The problem
Set out the rows below as a numbered list, skipping the blank lines and leaving the pictures out.

Record set
——

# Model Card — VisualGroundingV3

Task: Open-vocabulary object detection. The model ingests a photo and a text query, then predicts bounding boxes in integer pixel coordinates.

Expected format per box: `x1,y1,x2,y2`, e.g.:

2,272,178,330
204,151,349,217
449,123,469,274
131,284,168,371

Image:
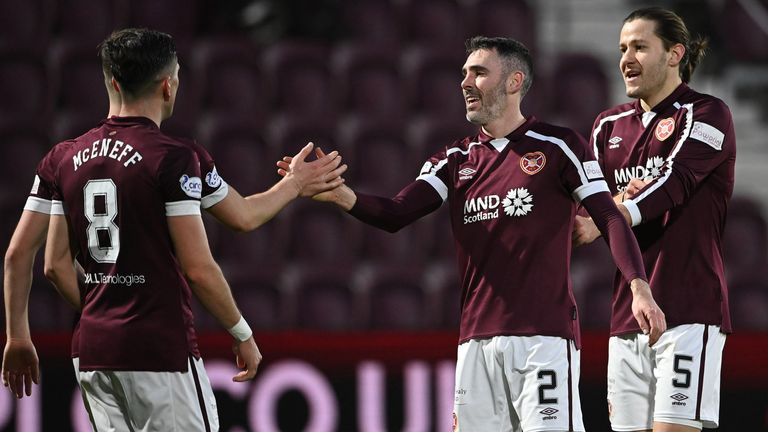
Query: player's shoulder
597,101,637,121
681,89,731,120
526,120,585,146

——

Solution to this task
1. # Model Card — VisualGroundingV3
2. Task: Open-vocabulary object detection. The model ingests a photo and a text query, then predicts bounding boxes in integer pixel coordinates.
3. Expected format per box: `x1,y1,x2,y2`, e.g.:
4. 2,272,178,330
5. 204,151,349,217
6. 449,123,469,274
7. 131,284,168,371
8. Image:
9. Query: player's shoulder
10. 597,101,637,121
11. 681,89,731,120
12. 526,120,585,146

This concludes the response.